Objective:
Pick out each line in the entries below that contains the string "statue" and reproduce those lines verbatim.

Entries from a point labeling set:
++++++

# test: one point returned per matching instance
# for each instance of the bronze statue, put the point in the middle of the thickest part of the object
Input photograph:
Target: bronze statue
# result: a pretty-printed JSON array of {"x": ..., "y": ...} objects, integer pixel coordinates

++++++

Reply:
# for each instance of the bronze statue, put the point in the middle of the thickest part of the object
Target: bronze statue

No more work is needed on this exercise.